*Uit te voeren werk*
[1] Bepaal voor elke uitspraak of ze klopt met de tekst over de Emmaüsgangers: (a) Lukas ziet de twee wandelaars op weg naar Emmaüs voor zijn geestesoog; (b) de harten worden warm genoemd; (c) het rijk van God lijkt dichterbij dan ooit. Antwoord per uitspraak met ja of nee en citeer de doorslaggevende woorden letterlijk.
[2] Neem uit de tekst over de Emmaüsgangers letterlijk het deel over dat begint bij de woorden met "Lukas ziet die" en eindigt bij "weg naar Emmaüs.".

*Aangeleverde tekst*
■ ■ ■ ■
Lukas ziet die vertwijfelde mensen uit zijn gemeente voor zich.

En op datzelfde moment verschijnen voor zijn geestesoog

die twee wandelaars op weg naar Emmaüs.

Want, denkt hij, dat zijn wij nu, dat is nu onze situatie:

we zijn onderweg.

En we zien het niet meer zitten.

Alles is kapot en het wordt alleen maar erger.

We hadden zo’n mooie droom maar die ligt aan diggelen.

Het rijk van God lijkt verder weg dan ooit.

Koud en van steen, nee, van ijs zijn onze harten.

Voor hoeveel mensen in deze wereld is dat de realiteit…

Maar dan ziet Lukas het voor zich.

Het kan immers niet zo zijn dat Jezus weg is, dat zijn rijk weg is.

Hij is daar waar we hem toelaten in onze harten,

hem aan het woord laten.

Hij is er als we de oude verhalen vertellen,

de geschriften openen, ze doorzien.
■ ■ ■ ■
*Vermelde records*
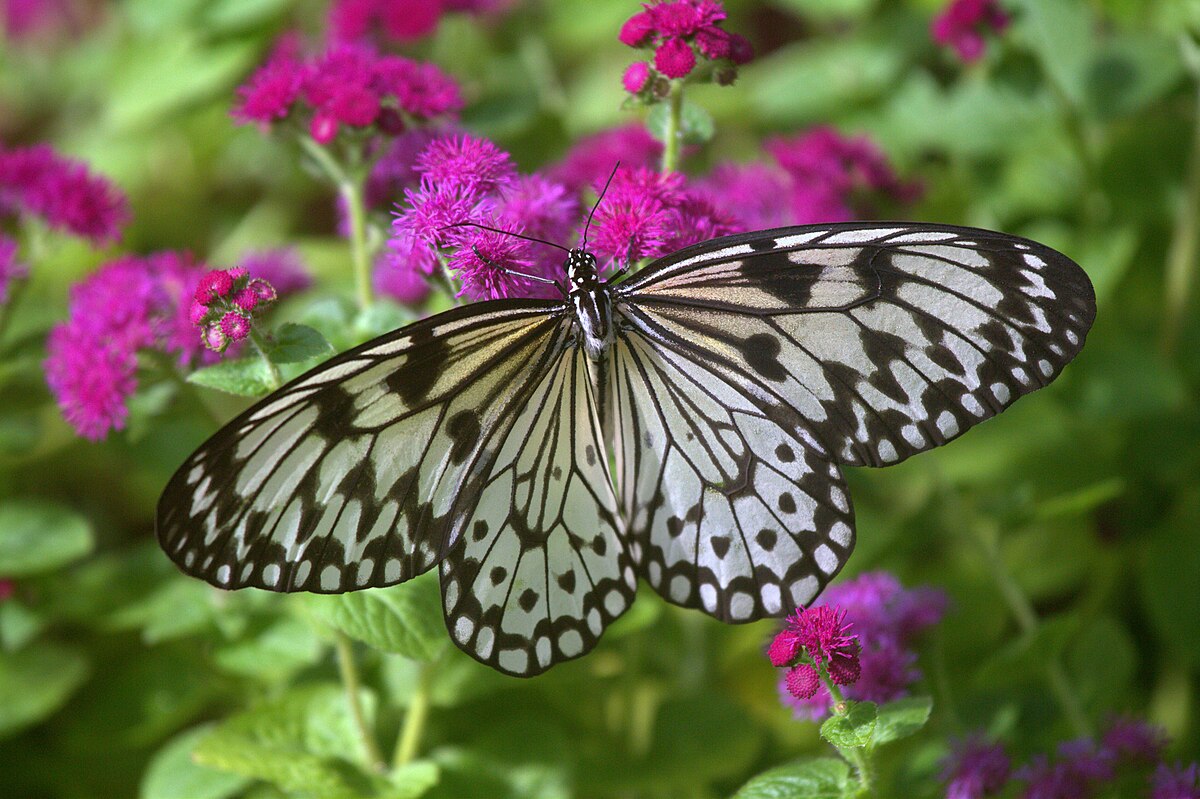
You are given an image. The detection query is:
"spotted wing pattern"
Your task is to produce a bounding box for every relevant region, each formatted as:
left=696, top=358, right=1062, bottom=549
left=617, top=223, right=1096, bottom=465
left=442, top=348, right=637, bottom=677
left=610, top=320, right=854, bottom=621
left=157, top=300, right=570, bottom=593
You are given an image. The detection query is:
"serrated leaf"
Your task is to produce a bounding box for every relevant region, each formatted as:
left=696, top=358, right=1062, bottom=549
left=139, top=725, right=250, bottom=799
left=733, top=757, right=851, bottom=799
left=194, top=685, right=374, bottom=799
left=306, top=573, right=448, bottom=660
left=821, top=702, right=878, bottom=749
left=871, top=696, right=934, bottom=746
left=268, top=323, right=334, bottom=364
left=0, top=642, right=89, bottom=738
left=0, top=499, right=94, bottom=577
left=646, top=100, right=716, bottom=144
left=187, top=356, right=275, bottom=397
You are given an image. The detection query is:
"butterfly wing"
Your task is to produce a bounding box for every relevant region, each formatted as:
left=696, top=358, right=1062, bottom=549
left=618, top=223, right=1096, bottom=465
left=608, top=223, right=1096, bottom=621
left=610, top=328, right=854, bottom=621
left=157, top=301, right=569, bottom=593
left=442, top=347, right=637, bottom=677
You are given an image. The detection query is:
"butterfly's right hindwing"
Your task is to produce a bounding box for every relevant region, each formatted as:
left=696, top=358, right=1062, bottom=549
left=157, top=300, right=569, bottom=593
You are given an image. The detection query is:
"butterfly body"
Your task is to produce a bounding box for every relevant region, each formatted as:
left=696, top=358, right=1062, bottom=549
left=157, top=222, right=1096, bottom=675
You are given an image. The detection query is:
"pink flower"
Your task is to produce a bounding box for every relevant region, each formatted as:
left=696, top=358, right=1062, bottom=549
left=942, top=737, right=1010, bottom=799
left=654, top=38, right=696, bottom=78
left=620, top=61, right=650, bottom=95
left=767, top=127, right=920, bottom=224
left=550, top=122, right=662, bottom=191
left=416, top=134, right=516, bottom=193
left=232, top=35, right=305, bottom=125
left=372, top=238, right=436, bottom=305
left=46, top=252, right=203, bottom=440
left=0, top=144, right=130, bottom=245
left=930, top=0, right=1009, bottom=62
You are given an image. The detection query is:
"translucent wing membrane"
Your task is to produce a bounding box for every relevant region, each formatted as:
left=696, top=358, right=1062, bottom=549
left=617, top=223, right=1096, bottom=465
left=442, top=349, right=637, bottom=675
left=157, top=301, right=569, bottom=593
left=611, top=326, right=854, bottom=621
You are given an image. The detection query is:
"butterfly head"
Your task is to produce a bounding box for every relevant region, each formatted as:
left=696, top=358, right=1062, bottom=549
left=565, top=250, right=600, bottom=292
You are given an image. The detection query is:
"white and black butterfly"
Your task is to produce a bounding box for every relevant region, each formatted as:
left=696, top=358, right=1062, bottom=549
left=157, top=222, right=1096, bottom=675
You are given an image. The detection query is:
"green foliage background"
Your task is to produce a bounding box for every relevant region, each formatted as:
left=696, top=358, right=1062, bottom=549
■ ■ ■ ■
*Uitwerkingen op volgorde*
[1]
(a) Ja: "verschijnen voor zijn geestesoog" en "die twee wandelaars op weg naar Emmaüs."
(b) Nee: "Koud en van steen, nee, van ijs zijn onze harten."
(c) Nee: "Het rijk van God lijkt verder weg dan ooit."

[2]
Lukas ziet die vertwijfelde mensen uit zijn gemeente voor zich.

En op datzelfde moment verschijnen voor zijn geestesoog

die twee wandelaars op weg naar Emmaüs.